- **What you are asked to do**:
Could you print the full listing below, keeping each line identical?

───── Given information

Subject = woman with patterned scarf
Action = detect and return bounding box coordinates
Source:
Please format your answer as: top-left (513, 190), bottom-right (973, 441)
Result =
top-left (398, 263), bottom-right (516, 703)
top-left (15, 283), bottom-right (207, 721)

──────────

- **Task result**:
Subject = woman with patterned scarf
Action = detect and return bounding box coordinates
Source:
Please format your answer as: top-left (513, 190), bottom-right (973, 441)
Result =
top-left (398, 263), bottom-right (516, 703)
top-left (15, 283), bottom-right (207, 721)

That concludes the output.